Supplied material ->
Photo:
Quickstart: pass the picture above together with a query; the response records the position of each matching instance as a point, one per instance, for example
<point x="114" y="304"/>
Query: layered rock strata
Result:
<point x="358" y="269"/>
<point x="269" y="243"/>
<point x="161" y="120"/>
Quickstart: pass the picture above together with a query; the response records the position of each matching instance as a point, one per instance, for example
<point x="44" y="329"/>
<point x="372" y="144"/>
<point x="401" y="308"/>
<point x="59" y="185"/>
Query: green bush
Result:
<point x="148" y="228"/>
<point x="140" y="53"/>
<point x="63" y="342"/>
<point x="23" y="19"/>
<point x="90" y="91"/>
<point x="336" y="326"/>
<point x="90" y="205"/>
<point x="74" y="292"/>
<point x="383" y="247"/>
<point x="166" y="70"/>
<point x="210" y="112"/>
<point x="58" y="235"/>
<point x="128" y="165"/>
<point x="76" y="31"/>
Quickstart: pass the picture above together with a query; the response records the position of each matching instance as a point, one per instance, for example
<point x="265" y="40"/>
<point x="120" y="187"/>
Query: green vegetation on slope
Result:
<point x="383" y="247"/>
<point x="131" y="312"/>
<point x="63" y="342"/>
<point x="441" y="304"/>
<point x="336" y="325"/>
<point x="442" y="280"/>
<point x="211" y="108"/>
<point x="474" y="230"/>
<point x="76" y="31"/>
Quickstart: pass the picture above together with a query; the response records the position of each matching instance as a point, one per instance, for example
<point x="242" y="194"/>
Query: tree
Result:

==

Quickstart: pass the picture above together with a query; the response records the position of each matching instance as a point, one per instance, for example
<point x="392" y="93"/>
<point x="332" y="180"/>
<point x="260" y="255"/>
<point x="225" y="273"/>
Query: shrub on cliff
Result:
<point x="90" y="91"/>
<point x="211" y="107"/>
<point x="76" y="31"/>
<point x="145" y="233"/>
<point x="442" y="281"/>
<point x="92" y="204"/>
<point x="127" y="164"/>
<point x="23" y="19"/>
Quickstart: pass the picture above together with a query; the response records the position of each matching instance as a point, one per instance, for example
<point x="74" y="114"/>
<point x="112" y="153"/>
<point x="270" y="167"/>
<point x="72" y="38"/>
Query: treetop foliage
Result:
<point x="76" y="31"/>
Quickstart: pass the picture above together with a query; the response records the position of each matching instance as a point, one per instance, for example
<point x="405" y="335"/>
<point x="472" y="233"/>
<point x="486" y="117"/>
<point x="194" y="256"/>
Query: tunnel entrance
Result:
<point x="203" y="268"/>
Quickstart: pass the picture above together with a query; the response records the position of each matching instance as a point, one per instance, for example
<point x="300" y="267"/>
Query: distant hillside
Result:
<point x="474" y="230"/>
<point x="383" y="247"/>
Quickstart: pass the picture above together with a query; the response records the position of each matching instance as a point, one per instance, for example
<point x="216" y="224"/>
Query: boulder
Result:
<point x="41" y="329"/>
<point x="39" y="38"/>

...

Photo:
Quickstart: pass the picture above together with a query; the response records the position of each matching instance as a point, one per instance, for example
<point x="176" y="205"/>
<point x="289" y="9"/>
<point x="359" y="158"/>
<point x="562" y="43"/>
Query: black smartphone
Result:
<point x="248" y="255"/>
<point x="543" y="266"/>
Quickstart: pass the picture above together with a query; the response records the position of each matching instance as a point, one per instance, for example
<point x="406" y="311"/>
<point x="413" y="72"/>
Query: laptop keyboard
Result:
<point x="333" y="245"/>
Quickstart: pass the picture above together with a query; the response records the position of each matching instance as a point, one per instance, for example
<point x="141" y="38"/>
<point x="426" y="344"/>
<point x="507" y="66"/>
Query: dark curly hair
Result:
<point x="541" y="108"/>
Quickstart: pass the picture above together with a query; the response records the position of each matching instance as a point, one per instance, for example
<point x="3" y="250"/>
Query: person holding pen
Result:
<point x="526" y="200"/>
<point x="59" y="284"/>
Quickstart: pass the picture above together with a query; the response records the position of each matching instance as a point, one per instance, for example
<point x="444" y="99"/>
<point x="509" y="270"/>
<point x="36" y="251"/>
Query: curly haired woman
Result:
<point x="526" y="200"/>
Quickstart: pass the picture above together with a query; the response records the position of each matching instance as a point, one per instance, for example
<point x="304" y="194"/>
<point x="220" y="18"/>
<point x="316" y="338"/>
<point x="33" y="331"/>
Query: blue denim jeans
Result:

Instructions to follow -> Return each line of the material that contains the word “curly”, copied in full. Case counts, so a line qualifies only if the capitalization matches.

Solved exercise ->
Query: dark curly hair
Query: curly haired woman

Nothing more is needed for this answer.